[TASK INSTRUCTIONS]
Continue the commentary on Nepal's dealings with APECF after its last sentence.

───── SOURCE EXTRACT ─────

Unless these very basic questions are answered satisfactorily, the Government of Nepal would be ill-advised to proceed any further with this project. The government should treat APECF as any other private investor or consortium of investors looking for an investment opportunity in Nepal. Government ministers and officials are expected to keep a certain distance from private investors seeking government contracts and business opportunities, so as not to compromise their objectivity vis-a-vis other competing potential investors, and to avoid any conflict of interest in their official duties.
APECF is not a multilateral or bilateral donor agency, nor an inter-governmental organization like the World Bank, Asian Development Bank, or a UN agency. So it is highly inappropriate for any senior government official or autonomous government body like the Lumbini Development Trust to roll-out the red carpet to receive a business delegation that parachutes into Kathmandu or Lumbini without prior notice, invitation or mutually agreed plan.
Nepal risks turning into a “Banana Republic” if any visitor dangling the promise of a big bundle of cash is welcomed as a state guest, and organizations with dubious credentials, no prior track record of any achievement, and with secretive working methods, are treated as serious investors without any due diligence vetting.

───── THE DATA ─────

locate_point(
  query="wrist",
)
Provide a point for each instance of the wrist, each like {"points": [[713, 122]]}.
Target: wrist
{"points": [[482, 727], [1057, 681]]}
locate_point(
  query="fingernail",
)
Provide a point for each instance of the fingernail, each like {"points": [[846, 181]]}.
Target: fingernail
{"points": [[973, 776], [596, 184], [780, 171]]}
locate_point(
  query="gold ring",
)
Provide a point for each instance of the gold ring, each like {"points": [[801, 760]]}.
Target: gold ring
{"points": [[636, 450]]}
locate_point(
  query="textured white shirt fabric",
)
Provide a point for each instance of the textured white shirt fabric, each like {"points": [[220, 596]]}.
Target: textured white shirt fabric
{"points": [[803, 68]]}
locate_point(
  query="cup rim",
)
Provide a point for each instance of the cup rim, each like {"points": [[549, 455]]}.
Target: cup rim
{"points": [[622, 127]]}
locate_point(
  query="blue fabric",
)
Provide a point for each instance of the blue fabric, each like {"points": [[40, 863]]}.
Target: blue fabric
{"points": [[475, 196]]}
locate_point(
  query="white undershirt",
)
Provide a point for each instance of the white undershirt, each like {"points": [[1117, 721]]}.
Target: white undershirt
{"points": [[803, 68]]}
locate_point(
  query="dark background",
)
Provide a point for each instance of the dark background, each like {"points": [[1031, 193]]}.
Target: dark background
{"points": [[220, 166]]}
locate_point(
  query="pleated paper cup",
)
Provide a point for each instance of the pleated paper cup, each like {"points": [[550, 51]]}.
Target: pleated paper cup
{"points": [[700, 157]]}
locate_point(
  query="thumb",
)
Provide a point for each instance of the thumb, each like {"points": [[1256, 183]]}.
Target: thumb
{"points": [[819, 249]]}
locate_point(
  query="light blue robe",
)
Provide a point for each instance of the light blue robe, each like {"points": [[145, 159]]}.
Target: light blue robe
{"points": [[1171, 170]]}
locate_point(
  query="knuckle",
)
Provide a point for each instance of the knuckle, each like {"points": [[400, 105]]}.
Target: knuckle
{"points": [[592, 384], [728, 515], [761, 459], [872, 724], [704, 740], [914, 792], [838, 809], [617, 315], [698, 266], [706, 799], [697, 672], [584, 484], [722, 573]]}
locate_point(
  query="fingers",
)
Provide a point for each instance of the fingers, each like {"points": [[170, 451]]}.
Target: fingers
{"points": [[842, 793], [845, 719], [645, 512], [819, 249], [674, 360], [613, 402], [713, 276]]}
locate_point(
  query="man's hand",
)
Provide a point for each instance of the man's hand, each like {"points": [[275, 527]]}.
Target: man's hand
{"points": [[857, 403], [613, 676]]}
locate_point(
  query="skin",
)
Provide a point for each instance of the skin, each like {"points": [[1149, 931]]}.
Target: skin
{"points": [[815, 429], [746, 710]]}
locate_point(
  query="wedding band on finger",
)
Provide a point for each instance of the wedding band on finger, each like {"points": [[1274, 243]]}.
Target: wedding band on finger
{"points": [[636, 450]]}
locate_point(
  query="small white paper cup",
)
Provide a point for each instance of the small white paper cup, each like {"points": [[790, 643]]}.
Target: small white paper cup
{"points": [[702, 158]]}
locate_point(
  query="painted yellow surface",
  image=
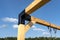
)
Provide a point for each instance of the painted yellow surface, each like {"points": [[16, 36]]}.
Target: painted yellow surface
{"points": [[42, 22], [22, 30], [35, 5]]}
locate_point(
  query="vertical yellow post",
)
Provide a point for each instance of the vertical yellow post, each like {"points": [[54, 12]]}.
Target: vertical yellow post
{"points": [[21, 32]]}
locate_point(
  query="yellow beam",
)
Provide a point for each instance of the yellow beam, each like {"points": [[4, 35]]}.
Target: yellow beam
{"points": [[35, 5], [22, 29], [39, 21]]}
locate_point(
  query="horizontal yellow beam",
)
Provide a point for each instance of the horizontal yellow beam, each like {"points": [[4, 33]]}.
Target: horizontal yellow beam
{"points": [[39, 21], [35, 5]]}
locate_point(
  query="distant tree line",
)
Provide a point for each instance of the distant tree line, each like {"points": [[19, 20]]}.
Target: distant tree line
{"points": [[36, 38]]}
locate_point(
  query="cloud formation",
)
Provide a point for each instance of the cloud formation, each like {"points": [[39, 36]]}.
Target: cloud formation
{"points": [[8, 19], [42, 30], [3, 26]]}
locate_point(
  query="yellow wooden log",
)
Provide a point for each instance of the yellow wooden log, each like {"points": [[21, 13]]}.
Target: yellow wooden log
{"points": [[35, 5], [22, 29]]}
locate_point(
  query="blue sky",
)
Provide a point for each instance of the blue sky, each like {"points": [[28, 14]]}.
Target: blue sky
{"points": [[9, 10]]}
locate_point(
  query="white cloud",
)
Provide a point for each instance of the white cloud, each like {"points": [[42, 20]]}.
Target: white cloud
{"points": [[3, 26], [15, 26], [7, 19], [42, 30]]}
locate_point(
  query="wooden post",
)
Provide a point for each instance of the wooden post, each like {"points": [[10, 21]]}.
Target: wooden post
{"points": [[22, 29]]}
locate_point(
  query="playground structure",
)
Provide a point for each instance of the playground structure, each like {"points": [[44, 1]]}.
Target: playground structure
{"points": [[24, 15]]}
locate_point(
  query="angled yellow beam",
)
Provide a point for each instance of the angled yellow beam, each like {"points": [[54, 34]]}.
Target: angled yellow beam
{"points": [[35, 5], [39, 21], [22, 29]]}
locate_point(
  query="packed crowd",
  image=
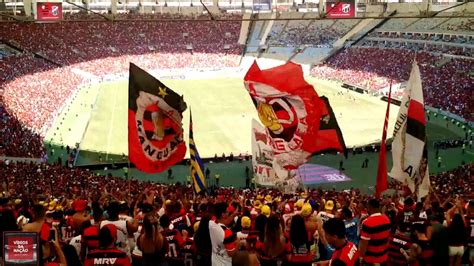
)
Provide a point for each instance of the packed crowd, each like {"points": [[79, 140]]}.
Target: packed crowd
{"points": [[417, 47], [34, 90], [141, 223], [425, 36], [319, 33], [446, 87], [77, 41]]}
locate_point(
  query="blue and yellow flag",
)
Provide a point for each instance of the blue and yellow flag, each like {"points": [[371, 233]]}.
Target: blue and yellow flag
{"points": [[197, 166]]}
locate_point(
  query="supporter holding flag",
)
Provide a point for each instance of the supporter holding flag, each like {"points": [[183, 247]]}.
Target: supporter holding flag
{"points": [[242, 235], [299, 248], [175, 241], [273, 247], [397, 241], [152, 243], [346, 252], [124, 228], [352, 224], [197, 166], [108, 253]]}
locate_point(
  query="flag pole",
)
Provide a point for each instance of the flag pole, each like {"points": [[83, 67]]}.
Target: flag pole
{"points": [[381, 183]]}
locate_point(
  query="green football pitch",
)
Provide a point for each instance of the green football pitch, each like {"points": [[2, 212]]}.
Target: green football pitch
{"points": [[222, 114]]}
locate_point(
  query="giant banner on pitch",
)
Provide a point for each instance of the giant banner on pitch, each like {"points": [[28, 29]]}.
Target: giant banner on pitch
{"points": [[340, 9], [155, 131]]}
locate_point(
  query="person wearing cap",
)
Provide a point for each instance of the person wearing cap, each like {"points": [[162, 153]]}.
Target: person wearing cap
{"points": [[124, 228], [352, 225], [374, 235], [323, 216], [266, 210], [346, 253], [244, 258], [242, 236], [300, 242], [108, 253], [175, 241], [80, 214], [328, 212], [38, 219], [224, 242]]}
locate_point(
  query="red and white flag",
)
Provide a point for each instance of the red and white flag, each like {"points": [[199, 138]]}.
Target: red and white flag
{"points": [[291, 111], [410, 161]]}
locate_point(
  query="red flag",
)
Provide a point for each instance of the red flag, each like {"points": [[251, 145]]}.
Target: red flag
{"points": [[290, 110], [381, 184], [155, 132]]}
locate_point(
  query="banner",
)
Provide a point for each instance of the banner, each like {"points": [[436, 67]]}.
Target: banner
{"points": [[340, 9], [262, 156], [290, 110], [155, 132], [49, 11], [20, 248], [409, 138], [197, 166]]}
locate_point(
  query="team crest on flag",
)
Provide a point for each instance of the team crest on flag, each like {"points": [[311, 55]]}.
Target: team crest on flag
{"points": [[290, 110], [410, 164], [155, 132]]}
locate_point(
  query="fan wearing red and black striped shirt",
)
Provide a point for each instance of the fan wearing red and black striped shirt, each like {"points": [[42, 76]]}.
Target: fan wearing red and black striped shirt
{"points": [[374, 235], [345, 253], [399, 240]]}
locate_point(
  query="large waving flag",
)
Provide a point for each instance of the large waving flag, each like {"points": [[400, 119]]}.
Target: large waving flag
{"points": [[382, 182], [197, 166], [410, 164], [292, 113], [155, 132], [290, 110]]}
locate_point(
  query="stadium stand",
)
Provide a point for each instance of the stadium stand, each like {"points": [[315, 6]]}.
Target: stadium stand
{"points": [[30, 83], [374, 67]]}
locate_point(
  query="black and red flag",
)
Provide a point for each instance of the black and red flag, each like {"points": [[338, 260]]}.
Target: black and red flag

─────

[ANSWER TO THIS TASK]
We must warmly welcome potential partners and investors who come with good intentions and serious plans for the development of Lumbini, keeping in mind its historical, religious and cultural importance of the national as well as global pilgrimage site. We must protect the sanctity of the World Heritage Site even as we seek to develop Lumbini and its surrounding region for the sake of the people of Nepal. Lumbini’s development must respect the letter and intent of the carefully prepared master-plan of architect Kenzo Tange. It must involve credible and concerned international organizations like UNESCO and the United Nations itself.
The views and advice of Buddhist scholars and archeologists should be sought in developing Lumbini so that we do not inadvertently turn a sacred spiritual site into a money-making Disneyland or Las Vegas. Lumbini is too sacred to be turned into an experimental ground for unscrupulous venture capitalists, but true investors and partners conducting their operations with professionalism, dignity and transparency should be welcomed with open arms, and the customary hospitality of the Nepali society.